Job A =>
In the extract about the psychic reading, which letter did DuBois say was connected to the writer's mother?

Or to interpret the statements more loosely. Take, as an example, some of the things DuBois said about my mother. Just before she began the Keen reading, DuBois stopped the proceedings to say that she was concerned that she might be getting crosstalk from my mother and from the father of a cameraman who was shooting the proceedings for a documentary. Both of whom are in fact dead. I later asked her what else she could tell me.
The reading was a more or less even mix of hits and misses, with many of the hits being things that would fit a sizable percentage of the population (e.g., a cat in a sunny window, family gatherings being important). What I found most striking about the reading was the difference between my reactions to her statements and Schwartz’s reactions. DuBois at one point said she was getting the letter K as being connected to my mother. “I don’t know if she means the initial K, like Katherine or Kaye, but she’s referencing K as connected to her,” was what DuBois said. I drew a blank. My middle name is Catherine, but K seemed to be what the alleged discarnate was trying to put across. DuBois came back to the K again later in the reading. She seemed insistent. Finally I said, “Well, my middle name is Catherine, but …” Schwartz guffawed. “You are such a jerk! You expect it to be precise!”

Coordinate labeling records

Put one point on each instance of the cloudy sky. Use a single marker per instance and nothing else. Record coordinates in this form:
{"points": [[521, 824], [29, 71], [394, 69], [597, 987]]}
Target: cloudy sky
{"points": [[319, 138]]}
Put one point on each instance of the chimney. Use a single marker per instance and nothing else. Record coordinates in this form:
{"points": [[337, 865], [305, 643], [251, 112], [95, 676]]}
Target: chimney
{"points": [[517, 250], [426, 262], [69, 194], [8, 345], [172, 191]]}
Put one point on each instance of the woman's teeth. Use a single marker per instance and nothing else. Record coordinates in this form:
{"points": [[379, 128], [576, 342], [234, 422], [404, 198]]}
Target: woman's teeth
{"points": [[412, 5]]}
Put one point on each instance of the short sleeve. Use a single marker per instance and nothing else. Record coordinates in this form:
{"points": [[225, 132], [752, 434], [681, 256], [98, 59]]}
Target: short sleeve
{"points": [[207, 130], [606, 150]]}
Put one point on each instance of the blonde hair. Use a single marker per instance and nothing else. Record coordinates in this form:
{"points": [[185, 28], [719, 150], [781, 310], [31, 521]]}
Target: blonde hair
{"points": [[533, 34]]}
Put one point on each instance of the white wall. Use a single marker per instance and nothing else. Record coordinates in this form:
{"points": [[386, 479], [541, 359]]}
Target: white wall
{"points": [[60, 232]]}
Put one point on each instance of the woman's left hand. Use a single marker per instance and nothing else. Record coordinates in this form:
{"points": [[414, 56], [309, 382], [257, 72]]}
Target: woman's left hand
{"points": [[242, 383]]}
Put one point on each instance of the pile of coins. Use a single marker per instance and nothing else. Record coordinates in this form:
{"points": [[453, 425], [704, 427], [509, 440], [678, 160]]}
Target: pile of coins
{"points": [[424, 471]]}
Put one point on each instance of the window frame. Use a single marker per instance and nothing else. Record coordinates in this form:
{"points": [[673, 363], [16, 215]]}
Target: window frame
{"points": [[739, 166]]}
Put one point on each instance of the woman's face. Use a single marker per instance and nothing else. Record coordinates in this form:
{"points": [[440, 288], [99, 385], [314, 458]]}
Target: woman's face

Job B =>
Find each line of the records that contains the string "short", and copy those lines. Case counts.

Task output A =>
The letter K.

Task output B =>
Put one point on each instance of the short sleeve. Use a single marker per instance and nothing else. Record coordinates in this form:
Target: short sleeve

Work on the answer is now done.